TEXTAUSZUG:

= = = = = = =

Neue Schulden
Leitl gegen Maastrichtgrenze als Dogma
02.11.2008
Der WK-Präsident findet, dass sich die Neuverschuldung im EU-Schnitt bewegen sollte. Die 3 Maastricht-Prozent sind ihm weniger wichtig.
Wirtschaftskammerpräsident Christoph Leitl tritt für eine Diskussion über Budget und Defizit "ohne Ideologien und Dogmen" ein. Weniger das Maastricht-Kriterium von drei Prozent Defizit solle Richtschnur sein, sondern die Neuverschuldung im Verhältnis zum EU-Durchschnitt, sagte er am Sonntag im ORF. Schließlich würden auch die anderen EU-Länder von der Finanzkrise "erwischt" werden.
Für Pragmatismus
"Derzeit liegt unser Defizit im
EU-Durchschnitt, und wir sollten diesen Wert heranziehen und schauen, ob
Österreich dort bleibt oder abrutscht - und dann, ohne die Frage drei
Prozent ja oder nein, einen vernünftigen Weg gehen", so Leitls
Appell zu "Pragmatismus".
Konjunkturpaket vor Steuerreform
Ein Vorziehen der Steuerreform
sieht Leitl weniger dringlich als ein weiteres "Konjunkturimpulspaket":
"Die Tarifreform ist eine zweite Sache." Die Terminfrage
kommentierte er mit Verweis auf ein Doppelbudget 2009/2010 gelassen, "wenn
beides 2009 und 2010 umgesetzt werden soll, muss man das jetzt verhandeln:
Wenn man ein Doppelbudget hat, dann ist alles möglich."

= = = = = = =

AUFGABENLISTE:
1. Geben Sie aus dem Artikel über Leitl den Abschnitt originalgetreu wieder, beginnend mit „Neue Schulden“ und fortlaufend bis einschließlich „ihm weniger wichtig.“.
2. Übertragen Sie den folgenden Satz aus dem Artikel über Leitl ins Englische: „Der WK-Präsident findet, dass sich die Neuverschuldung im EU-Schnitt bewegen sollte.“

ANGEZEIGTE EINTRÄGE:
= = = = = = =

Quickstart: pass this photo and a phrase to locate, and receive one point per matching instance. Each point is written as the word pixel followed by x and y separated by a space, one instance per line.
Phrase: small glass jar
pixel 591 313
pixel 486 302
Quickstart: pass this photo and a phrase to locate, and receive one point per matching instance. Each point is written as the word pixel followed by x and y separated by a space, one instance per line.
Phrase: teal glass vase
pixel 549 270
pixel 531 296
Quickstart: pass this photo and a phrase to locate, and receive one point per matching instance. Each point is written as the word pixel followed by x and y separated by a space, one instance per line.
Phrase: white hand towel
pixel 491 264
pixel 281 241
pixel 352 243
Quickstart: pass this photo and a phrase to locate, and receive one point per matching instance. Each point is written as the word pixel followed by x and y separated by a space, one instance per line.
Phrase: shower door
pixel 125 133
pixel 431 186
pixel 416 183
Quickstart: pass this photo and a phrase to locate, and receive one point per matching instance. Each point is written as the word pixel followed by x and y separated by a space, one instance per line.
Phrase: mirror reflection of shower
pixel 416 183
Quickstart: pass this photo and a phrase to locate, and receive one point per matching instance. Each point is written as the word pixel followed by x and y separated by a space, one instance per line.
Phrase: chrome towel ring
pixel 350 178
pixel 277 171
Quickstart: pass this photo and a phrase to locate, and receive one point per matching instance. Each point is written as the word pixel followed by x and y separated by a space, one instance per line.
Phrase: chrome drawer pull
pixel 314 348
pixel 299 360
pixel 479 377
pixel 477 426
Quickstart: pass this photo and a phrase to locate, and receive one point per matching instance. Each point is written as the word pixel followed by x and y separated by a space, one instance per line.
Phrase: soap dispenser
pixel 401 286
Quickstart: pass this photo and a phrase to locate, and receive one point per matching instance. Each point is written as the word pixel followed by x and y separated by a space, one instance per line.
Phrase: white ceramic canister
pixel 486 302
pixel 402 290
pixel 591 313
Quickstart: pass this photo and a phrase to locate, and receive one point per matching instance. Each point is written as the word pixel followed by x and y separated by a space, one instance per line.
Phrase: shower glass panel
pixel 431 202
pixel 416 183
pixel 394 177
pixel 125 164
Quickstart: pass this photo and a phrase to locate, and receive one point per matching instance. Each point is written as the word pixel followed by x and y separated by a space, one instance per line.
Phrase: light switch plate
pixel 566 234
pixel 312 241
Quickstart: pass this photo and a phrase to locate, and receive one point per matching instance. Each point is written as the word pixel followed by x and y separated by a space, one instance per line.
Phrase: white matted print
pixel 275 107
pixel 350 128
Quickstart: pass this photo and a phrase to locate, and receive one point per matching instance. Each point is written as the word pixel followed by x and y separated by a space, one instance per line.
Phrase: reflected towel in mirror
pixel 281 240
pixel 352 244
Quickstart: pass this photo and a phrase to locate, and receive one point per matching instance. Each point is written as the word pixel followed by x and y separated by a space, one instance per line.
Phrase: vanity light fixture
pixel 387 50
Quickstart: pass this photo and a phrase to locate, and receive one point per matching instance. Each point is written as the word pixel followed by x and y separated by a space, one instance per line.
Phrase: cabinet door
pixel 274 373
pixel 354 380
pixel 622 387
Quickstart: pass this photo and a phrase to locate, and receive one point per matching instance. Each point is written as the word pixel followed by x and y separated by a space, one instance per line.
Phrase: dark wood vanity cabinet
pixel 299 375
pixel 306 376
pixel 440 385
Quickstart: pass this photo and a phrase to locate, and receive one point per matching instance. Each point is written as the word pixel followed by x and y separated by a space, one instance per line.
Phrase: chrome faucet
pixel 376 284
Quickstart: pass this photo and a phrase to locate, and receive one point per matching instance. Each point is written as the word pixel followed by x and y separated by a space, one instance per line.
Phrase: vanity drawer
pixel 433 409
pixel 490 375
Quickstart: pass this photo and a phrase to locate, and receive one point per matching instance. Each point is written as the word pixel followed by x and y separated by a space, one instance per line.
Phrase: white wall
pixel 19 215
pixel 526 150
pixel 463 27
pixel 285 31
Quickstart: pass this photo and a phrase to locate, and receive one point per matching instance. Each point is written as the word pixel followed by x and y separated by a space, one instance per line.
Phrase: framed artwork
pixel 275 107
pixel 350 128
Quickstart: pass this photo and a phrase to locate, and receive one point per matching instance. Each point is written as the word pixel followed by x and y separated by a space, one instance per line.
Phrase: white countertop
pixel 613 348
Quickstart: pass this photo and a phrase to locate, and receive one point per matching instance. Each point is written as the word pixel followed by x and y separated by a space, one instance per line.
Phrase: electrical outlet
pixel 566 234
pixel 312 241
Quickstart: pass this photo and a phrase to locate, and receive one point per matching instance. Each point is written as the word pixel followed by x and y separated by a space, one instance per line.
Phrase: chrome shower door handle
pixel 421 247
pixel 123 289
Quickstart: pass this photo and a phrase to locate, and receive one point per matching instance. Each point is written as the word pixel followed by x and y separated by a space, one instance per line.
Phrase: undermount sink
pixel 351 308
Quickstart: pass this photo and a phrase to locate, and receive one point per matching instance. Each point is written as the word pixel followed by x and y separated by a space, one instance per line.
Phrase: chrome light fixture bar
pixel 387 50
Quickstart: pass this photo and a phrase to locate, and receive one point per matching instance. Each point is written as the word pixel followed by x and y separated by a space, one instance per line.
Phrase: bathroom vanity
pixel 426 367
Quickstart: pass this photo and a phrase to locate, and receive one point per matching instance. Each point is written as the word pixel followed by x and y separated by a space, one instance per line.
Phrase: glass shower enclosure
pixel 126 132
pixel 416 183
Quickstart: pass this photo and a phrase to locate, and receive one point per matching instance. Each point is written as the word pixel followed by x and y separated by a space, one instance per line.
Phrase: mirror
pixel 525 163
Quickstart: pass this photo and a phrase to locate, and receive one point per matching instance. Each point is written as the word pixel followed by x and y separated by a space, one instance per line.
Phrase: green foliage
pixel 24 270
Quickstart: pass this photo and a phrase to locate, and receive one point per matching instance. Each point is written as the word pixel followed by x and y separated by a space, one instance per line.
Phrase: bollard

= = = = = = =

LÖSUNGEN DER REIHE:
1.
Neue Schulden
Leitl gegen Maastrichtgrenze als Dogma
02.11.2008
Der WK-Präsident findet, dass sich die Neuverschuldung im EU-Schnitt bewegen sollte. Die 3 Maastricht-Prozent sind ihm weniger wichtig.

2. The WK president believes that new borrowing should stay within the EU average.